### RECORD EXTRACTS

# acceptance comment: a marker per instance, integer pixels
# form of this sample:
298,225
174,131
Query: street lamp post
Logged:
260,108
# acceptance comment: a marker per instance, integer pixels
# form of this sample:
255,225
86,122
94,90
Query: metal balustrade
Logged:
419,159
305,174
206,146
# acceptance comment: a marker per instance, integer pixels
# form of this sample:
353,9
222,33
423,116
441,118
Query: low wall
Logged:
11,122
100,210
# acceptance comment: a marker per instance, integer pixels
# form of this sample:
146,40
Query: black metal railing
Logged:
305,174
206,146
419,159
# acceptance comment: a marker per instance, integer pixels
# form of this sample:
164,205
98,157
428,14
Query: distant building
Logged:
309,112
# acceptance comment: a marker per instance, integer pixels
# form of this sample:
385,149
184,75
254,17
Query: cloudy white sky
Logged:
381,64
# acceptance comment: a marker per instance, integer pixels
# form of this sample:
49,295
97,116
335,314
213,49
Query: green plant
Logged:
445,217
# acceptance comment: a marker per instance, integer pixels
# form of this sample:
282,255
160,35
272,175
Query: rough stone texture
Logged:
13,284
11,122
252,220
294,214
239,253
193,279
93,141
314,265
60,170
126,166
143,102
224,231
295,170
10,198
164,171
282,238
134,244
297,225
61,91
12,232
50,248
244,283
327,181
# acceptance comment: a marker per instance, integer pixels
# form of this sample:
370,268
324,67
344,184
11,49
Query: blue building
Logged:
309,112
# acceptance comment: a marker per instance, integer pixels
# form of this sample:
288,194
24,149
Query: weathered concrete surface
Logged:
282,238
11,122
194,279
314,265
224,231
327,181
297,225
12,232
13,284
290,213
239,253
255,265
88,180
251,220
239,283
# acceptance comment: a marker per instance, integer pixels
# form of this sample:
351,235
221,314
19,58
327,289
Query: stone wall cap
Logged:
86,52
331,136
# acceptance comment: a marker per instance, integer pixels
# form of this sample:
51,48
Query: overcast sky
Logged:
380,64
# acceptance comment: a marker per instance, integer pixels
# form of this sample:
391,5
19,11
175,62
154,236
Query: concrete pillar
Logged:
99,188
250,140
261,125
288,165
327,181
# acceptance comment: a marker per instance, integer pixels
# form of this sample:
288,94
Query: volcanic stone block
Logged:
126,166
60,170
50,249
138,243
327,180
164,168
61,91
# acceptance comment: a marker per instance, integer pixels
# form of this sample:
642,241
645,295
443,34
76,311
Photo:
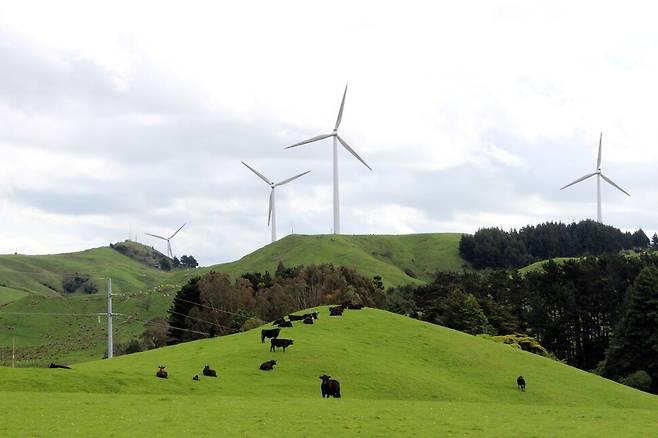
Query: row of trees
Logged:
496,248
214,304
598,313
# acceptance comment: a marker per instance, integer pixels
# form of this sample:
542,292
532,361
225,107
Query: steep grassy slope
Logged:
398,376
389,256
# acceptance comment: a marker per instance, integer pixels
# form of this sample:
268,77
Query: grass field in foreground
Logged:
399,377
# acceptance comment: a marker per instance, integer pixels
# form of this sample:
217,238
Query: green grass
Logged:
31,286
399,377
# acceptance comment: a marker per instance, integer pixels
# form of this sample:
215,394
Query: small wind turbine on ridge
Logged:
170,253
599,175
338,138
271,214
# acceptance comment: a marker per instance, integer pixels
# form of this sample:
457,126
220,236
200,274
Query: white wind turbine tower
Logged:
599,175
271,214
336,137
170,253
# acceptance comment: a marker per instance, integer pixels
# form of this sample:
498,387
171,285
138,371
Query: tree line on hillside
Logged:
496,248
215,305
597,313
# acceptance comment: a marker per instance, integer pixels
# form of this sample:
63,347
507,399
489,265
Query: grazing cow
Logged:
269,333
268,366
336,311
54,365
208,372
161,373
280,343
329,387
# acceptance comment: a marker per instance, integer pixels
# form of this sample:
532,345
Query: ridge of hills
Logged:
399,376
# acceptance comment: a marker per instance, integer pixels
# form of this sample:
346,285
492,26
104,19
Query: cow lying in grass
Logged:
329,387
161,373
268,366
280,343
269,333
208,372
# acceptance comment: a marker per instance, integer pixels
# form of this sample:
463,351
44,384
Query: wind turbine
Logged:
599,175
170,253
337,138
271,214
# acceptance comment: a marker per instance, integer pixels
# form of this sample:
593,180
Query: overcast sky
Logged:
133,118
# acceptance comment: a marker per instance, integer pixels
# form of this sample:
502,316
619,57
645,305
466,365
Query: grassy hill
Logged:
51,325
399,377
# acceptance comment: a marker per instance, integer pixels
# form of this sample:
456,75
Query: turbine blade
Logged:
310,140
181,227
340,111
155,235
286,181
579,180
609,181
263,177
598,161
346,146
269,212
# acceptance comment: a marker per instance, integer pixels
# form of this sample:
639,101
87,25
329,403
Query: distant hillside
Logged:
398,376
399,260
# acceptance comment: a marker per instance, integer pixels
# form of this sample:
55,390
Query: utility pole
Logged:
110,346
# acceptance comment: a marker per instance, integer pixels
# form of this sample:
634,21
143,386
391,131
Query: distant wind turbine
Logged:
271,214
336,137
599,175
170,253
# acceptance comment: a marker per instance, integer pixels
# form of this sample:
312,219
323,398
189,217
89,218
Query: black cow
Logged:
208,372
268,366
280,343
329,387
54,365
269,333
161,373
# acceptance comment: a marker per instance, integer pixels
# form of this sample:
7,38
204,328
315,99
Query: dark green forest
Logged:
496,248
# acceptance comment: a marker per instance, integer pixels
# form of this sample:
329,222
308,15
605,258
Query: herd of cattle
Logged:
329,386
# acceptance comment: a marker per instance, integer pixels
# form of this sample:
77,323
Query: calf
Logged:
208,372
329,387
269,333
280,343
268,366
161,373
54,365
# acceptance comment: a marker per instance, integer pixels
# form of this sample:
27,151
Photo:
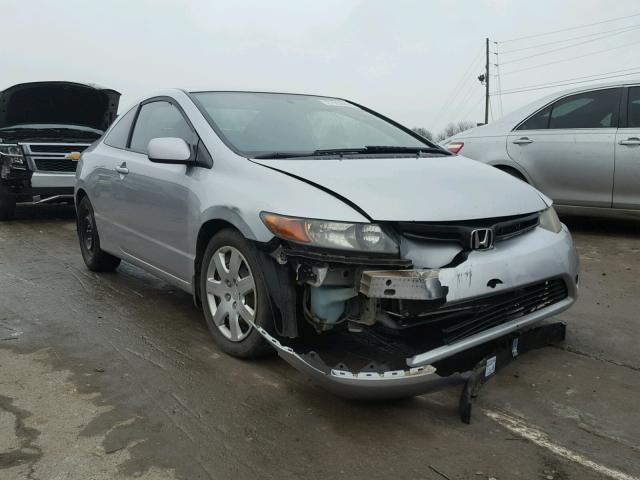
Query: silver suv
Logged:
580,147
365,255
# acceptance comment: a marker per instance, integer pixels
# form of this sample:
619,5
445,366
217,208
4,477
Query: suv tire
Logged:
7,204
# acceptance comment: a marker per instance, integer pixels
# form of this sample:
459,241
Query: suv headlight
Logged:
358,237
11,155
549,220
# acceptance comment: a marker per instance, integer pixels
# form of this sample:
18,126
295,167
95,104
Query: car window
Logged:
597,109
633,112
159,119
538,121
119,134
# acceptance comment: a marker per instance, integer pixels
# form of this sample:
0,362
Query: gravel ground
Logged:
115,376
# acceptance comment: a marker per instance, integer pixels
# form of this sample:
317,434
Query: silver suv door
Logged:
567,148
155,197
626,186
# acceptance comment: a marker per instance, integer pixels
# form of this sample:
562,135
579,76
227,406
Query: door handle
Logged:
122,168
630,141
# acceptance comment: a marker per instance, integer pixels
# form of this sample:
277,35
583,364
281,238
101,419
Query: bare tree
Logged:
453,128
423,132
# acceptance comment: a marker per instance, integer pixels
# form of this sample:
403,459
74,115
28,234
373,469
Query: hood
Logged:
425,189
65,103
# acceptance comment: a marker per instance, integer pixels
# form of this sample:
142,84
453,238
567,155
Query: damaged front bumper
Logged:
532,259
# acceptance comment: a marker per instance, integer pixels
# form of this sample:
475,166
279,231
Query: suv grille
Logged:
464,319
50,157
53,148
460,232
55,165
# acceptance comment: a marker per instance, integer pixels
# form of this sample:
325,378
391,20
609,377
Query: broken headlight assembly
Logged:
549,220
357,237
11,158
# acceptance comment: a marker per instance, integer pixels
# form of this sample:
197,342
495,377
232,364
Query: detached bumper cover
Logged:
521,261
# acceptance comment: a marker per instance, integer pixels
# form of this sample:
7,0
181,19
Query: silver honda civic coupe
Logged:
366,256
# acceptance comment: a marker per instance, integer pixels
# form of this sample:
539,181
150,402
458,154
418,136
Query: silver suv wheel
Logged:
231,293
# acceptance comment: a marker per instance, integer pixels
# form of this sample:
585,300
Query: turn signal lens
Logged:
549,220
360,237
286,227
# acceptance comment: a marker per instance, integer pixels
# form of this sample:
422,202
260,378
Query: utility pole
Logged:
486,83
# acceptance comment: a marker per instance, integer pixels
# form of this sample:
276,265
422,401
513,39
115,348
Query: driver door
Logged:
154,198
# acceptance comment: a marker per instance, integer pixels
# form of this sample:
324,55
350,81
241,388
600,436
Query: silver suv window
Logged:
119,134
596,109
633,111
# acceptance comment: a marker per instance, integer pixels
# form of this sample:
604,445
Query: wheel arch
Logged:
222,220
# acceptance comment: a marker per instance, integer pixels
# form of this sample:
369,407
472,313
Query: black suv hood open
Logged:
66,103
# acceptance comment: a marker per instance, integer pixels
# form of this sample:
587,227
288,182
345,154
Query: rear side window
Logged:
538,121
119,134
597,109
159,119
633,112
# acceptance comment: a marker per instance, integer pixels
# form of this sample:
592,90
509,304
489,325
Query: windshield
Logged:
264,124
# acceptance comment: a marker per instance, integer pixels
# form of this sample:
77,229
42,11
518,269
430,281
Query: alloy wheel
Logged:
231,293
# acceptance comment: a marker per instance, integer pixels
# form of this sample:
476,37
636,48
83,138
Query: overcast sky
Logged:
404,58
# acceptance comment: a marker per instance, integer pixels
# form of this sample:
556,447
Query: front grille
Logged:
52,148
460,232
50,157
464,319
55,165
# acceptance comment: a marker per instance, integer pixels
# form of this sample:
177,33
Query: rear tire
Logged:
95,259
7,204
232,288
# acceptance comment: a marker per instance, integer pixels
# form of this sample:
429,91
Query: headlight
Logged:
359,237
11,155
549,220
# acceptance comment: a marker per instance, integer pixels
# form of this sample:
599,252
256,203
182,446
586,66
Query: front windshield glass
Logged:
264,123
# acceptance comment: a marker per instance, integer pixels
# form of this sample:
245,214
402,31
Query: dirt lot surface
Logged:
115,376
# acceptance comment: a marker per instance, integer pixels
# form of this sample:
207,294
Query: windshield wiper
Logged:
375,149
394,149
276,155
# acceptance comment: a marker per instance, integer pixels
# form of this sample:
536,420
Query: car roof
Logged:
510,120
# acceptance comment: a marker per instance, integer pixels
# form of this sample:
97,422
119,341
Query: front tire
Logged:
234,294
96,259
7,204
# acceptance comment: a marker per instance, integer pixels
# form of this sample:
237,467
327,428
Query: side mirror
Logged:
169,150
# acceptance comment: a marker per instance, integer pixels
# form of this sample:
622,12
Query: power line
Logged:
551,85
456,91
473,107
545,44
499,82
570,28
572,58
568,46
456,111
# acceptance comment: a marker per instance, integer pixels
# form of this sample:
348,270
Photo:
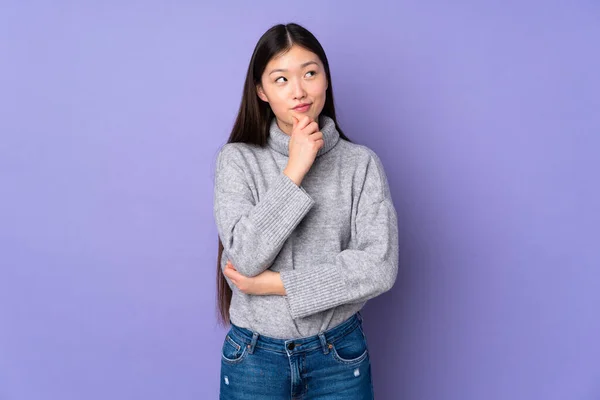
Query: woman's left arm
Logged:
366,269
358,274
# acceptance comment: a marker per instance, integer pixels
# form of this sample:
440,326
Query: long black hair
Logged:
254,116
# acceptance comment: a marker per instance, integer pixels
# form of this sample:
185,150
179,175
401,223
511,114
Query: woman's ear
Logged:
261,93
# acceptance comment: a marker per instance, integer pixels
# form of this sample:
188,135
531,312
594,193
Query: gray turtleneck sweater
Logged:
334,239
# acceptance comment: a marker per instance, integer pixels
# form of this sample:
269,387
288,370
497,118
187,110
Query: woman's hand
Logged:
267,282
305,142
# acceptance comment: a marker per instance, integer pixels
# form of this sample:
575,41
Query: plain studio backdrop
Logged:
485,115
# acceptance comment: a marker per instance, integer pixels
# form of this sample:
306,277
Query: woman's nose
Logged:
298,89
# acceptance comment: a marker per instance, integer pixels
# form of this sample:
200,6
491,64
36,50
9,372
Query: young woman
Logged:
308,233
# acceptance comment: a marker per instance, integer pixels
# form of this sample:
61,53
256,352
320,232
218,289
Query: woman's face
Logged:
291,79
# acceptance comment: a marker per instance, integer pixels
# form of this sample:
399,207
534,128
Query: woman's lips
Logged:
303,108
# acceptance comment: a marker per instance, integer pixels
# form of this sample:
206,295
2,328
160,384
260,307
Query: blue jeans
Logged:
331,365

### TASK STATEMENT
Give again, exactly as written, the lines running from the first line of the data above through the line that contains "Query: weathered concrete surface".

### ANSWER SECTION
# acceptance comment: a marker per instance, integer pixels
# form of this sample:
298,225
174,131
Query: street lamp post
Logged:
260,108
# acceptance comment: a marker per instance, integer pixels
# form of this sample:
255,225
86,122
94,90
Query: metal balustrade
Logged:
419,159
305,174
206,146
# acceptance comment: a marker per instance, integer pixels
# form of this sample:
353,9
222,33
423,116
441,118
Query: low wall
Logged:
11,122
100,210
# acceptance comment: a marker per instance, integer pixels
# form of this sample:
146,40
Query: black metal railing
Logged:
305,174
206,146
419,159
# acceptance comment: a marker per instance, integer pixels
# form of this sample:
164,205
98,157
428,14
Query: distant building
Logged:
309,112
# acceptance comment: a marker per instance, integer pixels
# form of this sample:
385,149
184,75
254,17
Query: cloudy white sky
Logged:
381,64
# acceptance comment: a marker per instance, integer pixels
# form of this sample:
49,295
97,116
335,314
213,49
Query: green plant
Logged:
445,217
# acceptance comment: a marker per instance, integer pixels
# form of this sample:
282,255
160,35
272,175
Query: rough stone texture
Logged:
13,284
11,122
252,220
294,214
239,253
193,279
93,141
314,265
60,170
126,166
143,102
224,231
295,170
10,198
164,171
282,238
134,244
297,225
61,91
12,232
50,248
244,283
327,181
# acceptance comment: a marker per instance, integer pixels
# form of this sample:
370,268
324,67
344,184
11,49
Query: blue building
Logged:
309,112
# acceptance comment: a marker per instance, integer pixels
# form of this sample:
288,194
24,149
Query: weathered concrete surface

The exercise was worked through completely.